> Task prompt:
Quote, without any change, the line that contains "Mark a point on every instance of the printed" and all lines that follow it to the end of the data below.

> The records:

···

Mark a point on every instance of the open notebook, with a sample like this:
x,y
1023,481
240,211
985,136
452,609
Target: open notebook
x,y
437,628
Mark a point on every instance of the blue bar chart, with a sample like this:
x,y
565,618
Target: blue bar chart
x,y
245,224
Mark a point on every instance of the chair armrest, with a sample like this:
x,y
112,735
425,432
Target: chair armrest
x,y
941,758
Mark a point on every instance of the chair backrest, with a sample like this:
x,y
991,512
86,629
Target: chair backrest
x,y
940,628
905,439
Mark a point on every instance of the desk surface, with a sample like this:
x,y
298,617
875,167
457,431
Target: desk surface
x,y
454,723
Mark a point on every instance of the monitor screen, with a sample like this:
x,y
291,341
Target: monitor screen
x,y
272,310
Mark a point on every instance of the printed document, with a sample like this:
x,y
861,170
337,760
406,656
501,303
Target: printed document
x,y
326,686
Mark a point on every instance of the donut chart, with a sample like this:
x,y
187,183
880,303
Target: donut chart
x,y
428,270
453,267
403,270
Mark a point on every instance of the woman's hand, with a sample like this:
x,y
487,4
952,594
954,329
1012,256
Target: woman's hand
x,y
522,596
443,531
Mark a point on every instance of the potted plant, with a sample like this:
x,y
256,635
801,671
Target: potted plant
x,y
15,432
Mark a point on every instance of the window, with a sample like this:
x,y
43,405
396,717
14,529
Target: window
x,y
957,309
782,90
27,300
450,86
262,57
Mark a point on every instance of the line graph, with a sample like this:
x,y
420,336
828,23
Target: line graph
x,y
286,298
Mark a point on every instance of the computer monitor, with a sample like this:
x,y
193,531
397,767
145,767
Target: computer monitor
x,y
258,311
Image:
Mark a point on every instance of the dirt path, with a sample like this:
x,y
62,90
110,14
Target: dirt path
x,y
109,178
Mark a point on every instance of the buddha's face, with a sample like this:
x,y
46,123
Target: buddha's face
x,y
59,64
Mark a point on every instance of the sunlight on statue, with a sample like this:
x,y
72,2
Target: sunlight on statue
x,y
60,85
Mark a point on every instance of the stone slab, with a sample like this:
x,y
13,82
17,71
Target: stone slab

···

> Full solution:
Mark a point on every instance of the printed document, with a sample like this:
x,y
861,170
337,760
406,656
501,303
Target: printed document
x,y
326,686
Mark a point on every instance of the donut chart, with a sample like this:
x,y
187,183
880,303
Target: donut chart
x,y
428,270
453,267
403,270
Mark a point on every instance of the woman's hand, with a sample like this:
x,y
487,4
952,594
954,329
1012,256
Target: woman's hand
x,y
522,596
443,531
Mark a point on every instance of the potted plant, with a sample like this:
x,y
256,635
801,671
Target: potted plant
x,y
15,432
Mark a point on every instance of the window, with a sample like this:
x,y
43,405
396,717
14,529
Target: window
x,y
957,309
782,90
27,300
450,86
262,57
Mark a point on every instance of the line graph, with a sample like this:
x,y
420,336
828,23
Target: line graph
x,y
286,298
Mark a point on every instance of the computer monitor, with a sample like this:
x,y
193,531
397,767
145,767
Target: computer monitor
x,y
258,311
Image:
Mark a point on every instance of the dirt path, with a sample like this:
x,y
62,90
110,14
Target: dirt path
x,y
109,178
Mark a point on every instance of the buddha's face, with a sample like this:
x,y
46,123
Target: buddha's face
x,y
59,64
Mark a point on every instance of the sunlight on statue, with a sample like this:
x,y
72,2
Target: sunlight on statue
x,y
60,85
Mark a point on every instance of the stone slab, with a sample like this:
x,y
13,82
17,71
Target: stone slab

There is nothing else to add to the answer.